*Problem requirements*
Send back the entries below exactly as they appear.

*** Opening of Excerpted records ***

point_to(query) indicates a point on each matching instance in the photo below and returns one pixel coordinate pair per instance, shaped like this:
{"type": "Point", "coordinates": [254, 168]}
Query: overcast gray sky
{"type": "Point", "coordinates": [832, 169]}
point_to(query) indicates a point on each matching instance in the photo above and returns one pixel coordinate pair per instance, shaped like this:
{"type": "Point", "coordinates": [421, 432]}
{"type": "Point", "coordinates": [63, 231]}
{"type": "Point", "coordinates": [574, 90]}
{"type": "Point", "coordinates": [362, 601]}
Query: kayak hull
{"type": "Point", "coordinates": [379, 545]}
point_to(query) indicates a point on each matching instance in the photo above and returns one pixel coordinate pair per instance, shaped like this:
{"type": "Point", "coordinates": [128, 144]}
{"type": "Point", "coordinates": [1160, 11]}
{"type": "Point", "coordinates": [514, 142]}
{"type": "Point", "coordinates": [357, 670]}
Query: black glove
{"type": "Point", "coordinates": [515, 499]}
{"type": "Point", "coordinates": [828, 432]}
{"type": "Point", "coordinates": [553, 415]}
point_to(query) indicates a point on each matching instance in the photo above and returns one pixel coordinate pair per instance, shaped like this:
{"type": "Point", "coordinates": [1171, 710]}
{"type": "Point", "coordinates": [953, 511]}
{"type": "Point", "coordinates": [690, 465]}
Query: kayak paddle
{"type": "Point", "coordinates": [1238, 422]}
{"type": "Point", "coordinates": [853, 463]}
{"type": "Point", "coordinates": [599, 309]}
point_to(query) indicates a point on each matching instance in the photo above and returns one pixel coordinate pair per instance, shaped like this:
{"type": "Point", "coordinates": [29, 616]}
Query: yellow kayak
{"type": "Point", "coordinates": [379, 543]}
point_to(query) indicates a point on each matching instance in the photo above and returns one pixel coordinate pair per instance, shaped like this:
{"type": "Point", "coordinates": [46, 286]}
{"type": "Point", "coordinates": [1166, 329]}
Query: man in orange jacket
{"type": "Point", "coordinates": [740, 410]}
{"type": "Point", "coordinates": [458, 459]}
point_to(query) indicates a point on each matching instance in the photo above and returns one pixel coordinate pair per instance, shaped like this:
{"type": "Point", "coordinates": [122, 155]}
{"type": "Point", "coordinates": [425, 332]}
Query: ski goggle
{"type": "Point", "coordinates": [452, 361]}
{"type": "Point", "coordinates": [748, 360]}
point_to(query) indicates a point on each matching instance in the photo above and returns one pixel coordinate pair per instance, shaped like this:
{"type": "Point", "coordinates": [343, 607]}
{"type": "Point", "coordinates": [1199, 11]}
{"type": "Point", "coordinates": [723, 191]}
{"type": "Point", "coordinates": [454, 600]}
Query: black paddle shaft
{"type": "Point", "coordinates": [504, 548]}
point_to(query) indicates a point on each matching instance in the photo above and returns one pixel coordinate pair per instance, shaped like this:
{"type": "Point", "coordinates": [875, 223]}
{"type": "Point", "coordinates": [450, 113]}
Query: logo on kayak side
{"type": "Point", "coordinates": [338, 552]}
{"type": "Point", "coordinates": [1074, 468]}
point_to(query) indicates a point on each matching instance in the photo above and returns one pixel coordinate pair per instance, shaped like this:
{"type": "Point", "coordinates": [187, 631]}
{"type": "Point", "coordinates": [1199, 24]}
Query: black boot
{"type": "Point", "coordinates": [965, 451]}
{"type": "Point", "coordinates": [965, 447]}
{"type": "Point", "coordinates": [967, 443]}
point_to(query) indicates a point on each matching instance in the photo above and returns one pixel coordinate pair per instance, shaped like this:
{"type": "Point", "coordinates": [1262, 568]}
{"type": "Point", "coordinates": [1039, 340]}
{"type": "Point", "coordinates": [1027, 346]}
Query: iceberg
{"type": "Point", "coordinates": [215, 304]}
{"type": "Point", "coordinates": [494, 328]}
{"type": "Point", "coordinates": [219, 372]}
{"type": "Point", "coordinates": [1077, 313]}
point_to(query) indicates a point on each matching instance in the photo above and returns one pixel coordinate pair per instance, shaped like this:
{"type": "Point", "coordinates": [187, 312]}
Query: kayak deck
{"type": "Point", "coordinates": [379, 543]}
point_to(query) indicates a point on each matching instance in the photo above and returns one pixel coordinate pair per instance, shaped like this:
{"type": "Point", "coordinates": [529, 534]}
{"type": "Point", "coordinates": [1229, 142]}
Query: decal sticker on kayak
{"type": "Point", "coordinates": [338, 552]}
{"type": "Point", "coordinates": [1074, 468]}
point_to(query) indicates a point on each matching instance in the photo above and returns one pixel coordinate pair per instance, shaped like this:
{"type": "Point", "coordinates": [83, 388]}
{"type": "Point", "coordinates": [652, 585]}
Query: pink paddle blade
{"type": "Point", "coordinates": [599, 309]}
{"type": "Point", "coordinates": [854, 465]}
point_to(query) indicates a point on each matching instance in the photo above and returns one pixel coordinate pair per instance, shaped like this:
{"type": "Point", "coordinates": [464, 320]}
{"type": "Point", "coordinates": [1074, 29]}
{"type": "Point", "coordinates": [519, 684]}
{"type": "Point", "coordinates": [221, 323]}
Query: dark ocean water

*** Close of Excerpted records ***

*Output below*
point_to(query) indicates a point on each matching instance in the photo below and returns one pixel coordinate pair per instance, shaped like this:
{"type": "Point", "coordinates": [254, 168]}
Query: overcast gray sky
{"type": "Point", "coordinates": [832, 169]}
point_to(query) indicates a point on each matching instance in the photo above and returns one pixel coordinate pair per instance, shaped like this:
{"type": "Point", "coordinates": [421, 432]}
{"type": "Point", "coordinates": [63, 231]}
{"type": "Point", "coordinates": [574, 90]}
{"type": "Point", "coordinates": [362, 601]}
Query: kayak hull
{"type": "Point", "coordinates": [379, 545]}
point_to(query) indicates a point on each matching instance in the photo above and returns one pixel coordinate pair per instance, shaped like this:
{"type": "Point", "coordinates": [128, 144]}
{"type": "Point", "coordinates": [1160, 11]}
{"type": "Point", "coordinates": [514, 142]}
{"type": "Point", "coordinates": [357, 670]}
Query: black glove
{"type": "Point", "coordinates": [515, 499]}
{"type": "Point", "coordinates": [828, 432]}
{"type": "Point", "coordinates": [553, 415]}
point_to(query) indicates a point on each matching instance in the photo above and returns one pixel coordinate pair per instance, shaped like this:
{"type": "Point", "coordinates": [1171, 710]}
{"type": "Point", "coordinates": [953, 511]}
{"type": "Point", "coordinates": [690, 465]}
Query: kayak paddle
{"type": "Point", "coordinates": [1238, 422]}
{"type": "Point", "coordinates": [853, 463]}
{"type": "Point", "coordinates": [599, 309]}
point_to(query) indicates a point on each matching instance in the photo above and returns one pixel coordinate pair per instance, shaped like this:
{"type": "Point", "coordinates": [29, 616]}
Query: yellow kayak
{"type": "Point", "coordinates": [379, 543]}
point_to(query) indicates a point on each matching instance in the photo above and returns one pixel coordinate pair per instance, shaped like this:
{"type": "Point", "coordinates": [46, 286]}
{"type": "Point", "coordinates": [1166, 329]}
Query: man in orange jacket
{"type": "Point", "coordinates": [740, 410]}
{"type": "Point", "coordinates": [458, 459]}
point_to(query) indicates a point on each matching instance in the photo above and returns one pixel coordinate pair per instance, shaped like this:
{"type": "Point", "coordinates": [122, 155]}
{"type": "Point", "coordinates": [425, 332]}
Query: ski goggle
{"type": "Point", "coordinates": [452, 361]}
{"type": "Point", "coordinates": [748, 360]}
point_to(query) indicates a point on each matching instance in the photo above and returns one pixel coordinate pair per instance, shaped like this:
{"type": "Point", "coordinates": [343, 607]}
{"type": "Point", "coordinates": [1199, 11]}
{"type": "Point", "coordinates": [723, 191]}
{"type": "Point", "coordinates": [454, 600]}
Query: black paddle shaft
{"type": "Point", "coordinates": [504, 548]}
point_to(query) indicates a point on each matching instance in the photo above and returns one pixel coordinate pair per instance, shaped like this:
{"type": "Point", "coordinates": [875, 223]}
{"type": "Point", "coordinates": [450, 113]}
Query: logo on kayak side
{"type": "Point", "coordinates": [338, 552]}
{"type": "Point", "coordinates": [1074, 468]}
point_to(query) indicates a point on each matching instance in the photo above and returns one pixel coordinate pair per instance, shaped like this:
{"type": "Point", "coordinates": [187, 631]}
{"type": "Point", "coordinates": [1199, 24]}
Query: black boot
{"type": "Point", "coordinates": [965, 451]}
{"type": "Point", "coordinates": [965, 447]}
{"type": "Point", "coordinates": [967, 443]}
point_to(query) indicates a point on each matching instance in the photo above and returns one pixel coordinate pair per instance, shaped like this:
{"type": "Point", "coordinates": [1262, 568]}
{"type": "Point", "coordinates": [1039, 340]}
{"type": "Point", "coordinates": [1027, 346]}
Query: iceberg
{"type": "Point", "coordinates": [215, 304]}
{"type": "Point", "coordinates": [494, 328]}
{"type": "Point", "coordinates": [219, 372]}
{"type": "Point", "coordinates": [1077, 313]}
point_to(query) indicates a point on each matching instance in the photo above and returns one pixel coordinate pair per instance, shaped like this:
{"type": "Point", "coordinates": [187, 312]}
Query: kayak deck
{"type": "Point", "coordinates": [379, 543]}
point_to(query) indicates a point on each matching instance in the photo above and returns one pixel coordinate pair per instance, shaped like this:
{"type": "Point", "coordinates": [529, 534]}
{"type": "Point", "coordinates": [1229, 142]}
Query: decal sticker on kayak
{"type": "Point", "coordinates": [338, 552]}
{"type": "Point", "coordinates": [1074, 468]}
point_to(query) indicates a point on each matching instance in the photo above and returns one pixel coordinate pair per instance, shaped like this:
{"type": "Point", "coordinates": [83, 388]}
{"type": "Point", "coordinates": [652, 585]}
Query: pink paddle blade
{"type": "Point", "coordinates": [599, 309]}
{"type": "Point", "coordinates": [854, 465]}
point_to(query) indicates a point on each matching instance in the photo above and returns one pixel coordinate pair per instance, shaped like this:
{"type": "Point", "coordinates": [464, 320]}
{"type": "Point", "coordinates": [1074, 29]}
{"type": "Point", "coordinates": [519, 684]}
{"type": "Point", "coordinates": [221, 323]}
Query: dark ocean water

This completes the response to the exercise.